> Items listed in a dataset
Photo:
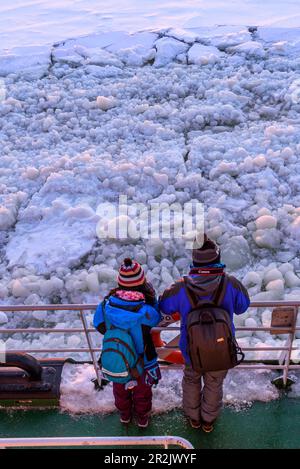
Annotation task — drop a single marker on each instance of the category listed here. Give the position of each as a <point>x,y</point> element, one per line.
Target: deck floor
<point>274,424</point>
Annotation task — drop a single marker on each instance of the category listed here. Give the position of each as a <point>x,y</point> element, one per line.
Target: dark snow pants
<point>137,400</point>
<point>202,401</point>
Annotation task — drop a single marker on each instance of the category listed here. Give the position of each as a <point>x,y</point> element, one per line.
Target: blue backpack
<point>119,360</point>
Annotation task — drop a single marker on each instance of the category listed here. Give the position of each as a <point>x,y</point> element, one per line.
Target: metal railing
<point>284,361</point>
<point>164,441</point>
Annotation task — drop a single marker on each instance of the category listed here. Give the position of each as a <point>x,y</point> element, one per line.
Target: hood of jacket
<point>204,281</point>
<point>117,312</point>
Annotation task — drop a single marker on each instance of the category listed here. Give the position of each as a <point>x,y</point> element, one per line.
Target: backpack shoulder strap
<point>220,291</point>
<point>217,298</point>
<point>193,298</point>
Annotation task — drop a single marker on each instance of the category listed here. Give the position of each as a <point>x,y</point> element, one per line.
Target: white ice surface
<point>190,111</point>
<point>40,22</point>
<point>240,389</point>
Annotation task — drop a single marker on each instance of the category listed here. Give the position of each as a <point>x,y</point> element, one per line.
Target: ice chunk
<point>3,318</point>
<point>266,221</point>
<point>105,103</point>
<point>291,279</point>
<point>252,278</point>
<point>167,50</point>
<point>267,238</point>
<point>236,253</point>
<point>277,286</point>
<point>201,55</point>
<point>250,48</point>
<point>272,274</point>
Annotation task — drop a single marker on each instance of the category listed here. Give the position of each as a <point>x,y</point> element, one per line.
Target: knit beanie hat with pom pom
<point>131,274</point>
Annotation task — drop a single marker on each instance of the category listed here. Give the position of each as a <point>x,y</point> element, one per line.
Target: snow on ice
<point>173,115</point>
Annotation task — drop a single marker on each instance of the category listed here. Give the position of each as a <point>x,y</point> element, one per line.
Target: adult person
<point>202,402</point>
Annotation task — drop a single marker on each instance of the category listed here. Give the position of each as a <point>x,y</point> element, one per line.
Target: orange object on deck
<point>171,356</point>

> WHAT YOU ARE ASKED TO DO
The result should be every line of the data, reproduced exactly, with the images removed.

> OUTPUT OF THE EXERCISE
Photo:
Annotation task — drop a single marker on each instance of the category listed here. Give the position of each as a <point>x,y</point> element, one per line.
Target: deck floor
<point>274,424</point>
Annotation task — drop a single marker on each instance of the category listed here. Give the position of each as a <point>x,y</point> element, one per line.
Target: dark snow pants
<point>137,400</point>
<point>202,401</point>
Annotation task — drop a single marker on each instance of the category listed here. Give the position of each as a <point>x,y</point> element, one per line.
Target: blue backpack
<point>119,360</point>
Annotation task — drop a single marker on each instance of the category listed here. Give the position of each as a <point>x,y</point> element, one per line.
Target: metal railing
<point>284,361</point>
<point>164,441</point>
Annotation task — drop a single marker on each instance of the category listed here. Give the position of each as a <point>x,y</point> element, one per line.
Target: hood of jacket
<point>204,281</point>
<point>117,312</point>
Annotation task — drop a single marker on each instance of the category listed here. Give the position of each as a <point>x,y</point> element, one per line.
Target: backpack shoulder strap
<point>220,291</point>
<point>217,298</point>
<point>193,298</point>
Annotation task — drop a single marker on each instance of the category listed here. Give the position of each as a <point>x,y</point> element, one per line.
Target: white ice surface
<point>190,111</point>
<point>40,22</point>
<point>240,389</point>
Annotation task — drop a single marker on each instance of the category listed here. Give the position of each as a <point>x,y</point> element, one per line.
Target: ice chunk
<point>3,318</point>
<point>266,221</point>
<point>105,103</point>
<point>291,279</point>
<point>252,278</point>
<point>167,50</point>
<point>267,238</point>
<point>236,253</point>
<point>277,286</point>
<point>201,55</point>
<point>250,48</point>
<point>272,274</point>
Annotation task — drop a single marker on each instance of the category listed here. Give the position of each as a <point>x,y</point> element, one per line.
Target: knit beanie hat with pom pom
<point>131,274</point>
Annotation task — drop a single marker on each instance of the category listed here. Give the position of each as a <point>x,y</point> element, one per line.
Target: snow on ice
<point>173,115</point>
Annotation task — drop a single marker on each instance of the category listed here. Give the position of each as a <point>x,y</point> element, one per line.
Target: adult person
<point>202,402</point>
Annotation task — drop a single marker on each instance of the category listed here. Give the position of each as a <point>x,y</point> element, one per line.
Target: orange object on deck
<point>171,356</point>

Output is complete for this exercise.